_What to produce_
Please count the lines in the records below that contain the string "wooden" and give only that number.
[BEGIN Listing]
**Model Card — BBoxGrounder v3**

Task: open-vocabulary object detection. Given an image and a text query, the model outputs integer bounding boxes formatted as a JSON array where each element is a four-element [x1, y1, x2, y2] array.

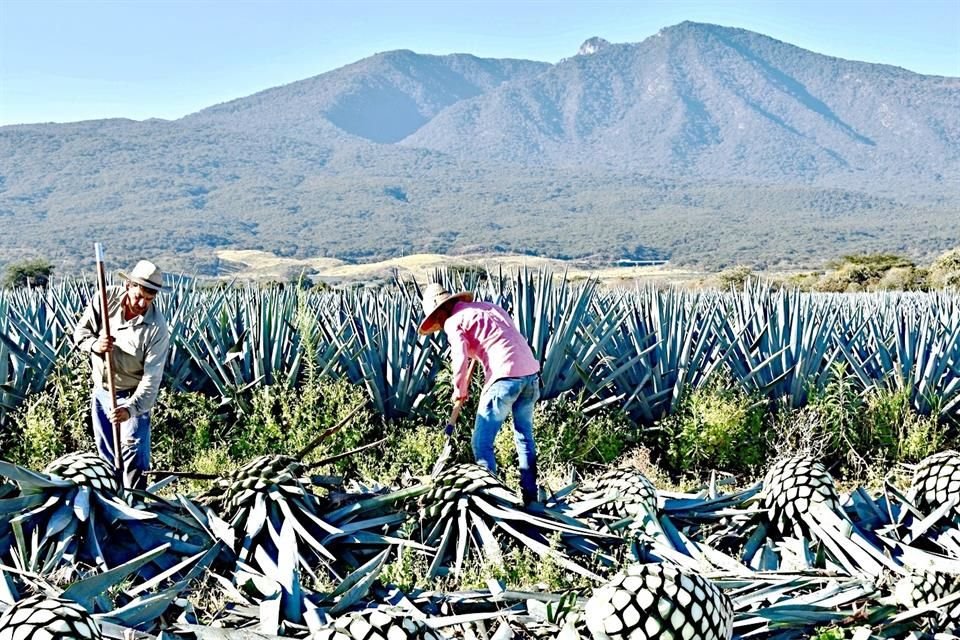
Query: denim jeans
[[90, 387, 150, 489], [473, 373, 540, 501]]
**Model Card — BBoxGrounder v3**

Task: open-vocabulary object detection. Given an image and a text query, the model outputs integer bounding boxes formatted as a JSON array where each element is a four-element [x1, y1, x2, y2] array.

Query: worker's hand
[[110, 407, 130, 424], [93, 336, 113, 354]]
[END Listing]
[BEGIN Listing]
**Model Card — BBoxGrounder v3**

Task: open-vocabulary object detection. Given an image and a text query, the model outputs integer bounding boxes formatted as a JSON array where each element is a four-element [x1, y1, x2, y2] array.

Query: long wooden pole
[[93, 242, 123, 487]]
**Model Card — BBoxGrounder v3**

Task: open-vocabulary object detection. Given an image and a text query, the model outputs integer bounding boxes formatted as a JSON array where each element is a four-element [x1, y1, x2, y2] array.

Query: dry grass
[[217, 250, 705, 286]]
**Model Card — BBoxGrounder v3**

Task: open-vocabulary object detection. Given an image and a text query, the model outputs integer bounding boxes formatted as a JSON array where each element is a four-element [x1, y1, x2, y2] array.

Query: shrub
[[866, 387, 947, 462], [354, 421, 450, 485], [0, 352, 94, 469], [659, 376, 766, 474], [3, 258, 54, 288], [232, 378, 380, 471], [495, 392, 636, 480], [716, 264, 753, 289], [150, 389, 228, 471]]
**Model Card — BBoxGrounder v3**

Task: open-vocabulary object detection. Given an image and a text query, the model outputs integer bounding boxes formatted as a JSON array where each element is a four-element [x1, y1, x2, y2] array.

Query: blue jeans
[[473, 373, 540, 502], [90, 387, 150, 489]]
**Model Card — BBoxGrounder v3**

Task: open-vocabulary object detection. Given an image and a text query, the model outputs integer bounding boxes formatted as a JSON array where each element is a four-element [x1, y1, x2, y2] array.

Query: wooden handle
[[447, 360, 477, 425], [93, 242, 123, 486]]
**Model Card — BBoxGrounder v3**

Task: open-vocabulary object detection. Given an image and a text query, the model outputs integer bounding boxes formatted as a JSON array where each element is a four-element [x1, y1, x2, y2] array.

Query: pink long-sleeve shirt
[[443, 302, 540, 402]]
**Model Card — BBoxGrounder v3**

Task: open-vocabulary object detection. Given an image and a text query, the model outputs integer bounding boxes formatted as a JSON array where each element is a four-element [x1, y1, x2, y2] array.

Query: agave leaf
[END Listing]
_Solution to the exercise_
2